Segmentation labeling items:
--- --- ---
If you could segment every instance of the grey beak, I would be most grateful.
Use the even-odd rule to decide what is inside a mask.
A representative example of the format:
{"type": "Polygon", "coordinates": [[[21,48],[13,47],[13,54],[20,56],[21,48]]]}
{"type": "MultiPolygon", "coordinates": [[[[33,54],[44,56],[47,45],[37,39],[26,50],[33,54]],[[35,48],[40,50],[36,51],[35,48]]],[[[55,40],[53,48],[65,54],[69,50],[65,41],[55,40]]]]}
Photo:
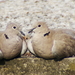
--- --- ---
§ What you have to do
Copy every line of the items above word for word, leaving out the pictures.

§ Output
If you could segment every instance of the grey beak, I would be most grateful.
Use the even-odd rule to decide what is inside a mask.
A representative example of the format:
{"type": "Polygon", "coordinates": [[[21,48],[13,47],[13,54],[20,56],[21,48]]]}
{"type": "MultiPolygon", "coordinates": [[[[33,54],[44,56],[47,45],[37,39],[26,50],[33,54]],[[35,48],[40,50],[36,51],[35,48]]],[[[55,40],[53,48],[65,54],[69,50],[65,41],[55,40]]]]}
Photo:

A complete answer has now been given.